- [QUOTED TEXT]:

** BEGIN **

More on the Peace League

Mar 07, 2022 by Rose O'Keefe

In The Ordeal of the Longhouse, Daniel K. Richter described a wide band around Iroquoia, in which Europeans took control of the waters flowing away from the Five Nations, with at least one native group living between the Iroquois and the colonists. This was not the first but rather the end of indirect contacts going back to the 1480s when fishermen from Bristol found rich schools of cod in the Grand Banks of Newfoundland, and to the early voyages of John Cabot, Giovanni de Verrazano and Jacques Cartier along the East coast between 1497 and 1543.

 

Walter Edmunds wrote in The Musket and the Cross, that because of their strength,  the Iroquois conquered their neighbors and controlled all Native nations from Lake Huron south to the Carolinas and west to the Mississippi in the hundred years before French Europeans arrived in Montreal and Quebec in 1535. Two centuries later the  Five Nations became Six Nations when the Tuscarora were driven from North Carolina and returned to their ancestral lands west of Albany around 1712, William Brandon wrote in American Heritage Book of Indians,.

** END **

- [SUPPLIED DATA]:

** BEGIN **

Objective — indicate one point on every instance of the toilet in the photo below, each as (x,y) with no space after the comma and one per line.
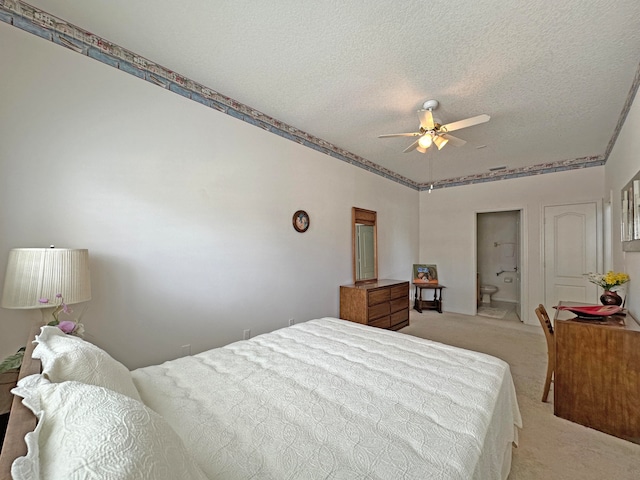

** END **

- [INSTRUCTION 1]:
Decide whether each statement agrees with the post on the Peace League: (a) Fishermen from Bristol found cod in the Grand Banks of Newfoundland in the 1480s. (b) The Tuscarora were driven from Virginia. (c) French Europeans arrived in Montreal and Quebec in 1712. Answer each with yes or no and quote the words of the post that settle it.
- [INSTRUCTION 2]:
Rewrite everything in the post on the Peace League from "Walter Edmunds wrote" down to "Book of Indians,.", replacing "Mississippi" with "Ohio".
- [INSTRUCTION 3]:
Translate this sentence from the post on the Peace League into Spanish: "In The Ordeal of the Longhouse, Daniel K. Richter described a wide band around Iroquoia, in which Europeans took control of the waters flowing away from the Five Nations, with at least one native group living between the Iroquois and the colonists."

- [TASK RESPONSE 1]:
(a) Yes: "going back to the 1480s when fishermen from Bristol found rich schools of cod in the Grand Banks of Newfoundland"
(b) No: "the Tuscarora were driven from North Carolina"
(c) No: "before French Europeans arrived in Montreal and Quebec in 1535"

- [TASK RESPONSE 2]:
Walter Edmunds wrote in The Musket and the Cross, that because of their strength,  the Iroquois conquered their neighbors and controlled all Native nations from Lake Huron south to the Carolinas and west to the Ohio in the hundred years before French Europeans arrived in Montreal and Quebec in 1535. Two centuries later the  Five Nations became Six Nations when the Tuscarora were driven from North Carolina and returned to their ancestral lands west of Albany around 1712, William Brandon wrote in American Heritage Book of Indians,.

- [TASK RESPONSE 3]:
En The Ordeal of the Longhouse, Daniel K. Richter describió una amplia franja alrededor de Iroquoia, en la que los europeos tomaron el control de las aguas que fluían desde las Cinco Naciones, con al menos un grupo nativo que vivía entre los iroqueses y los colonos.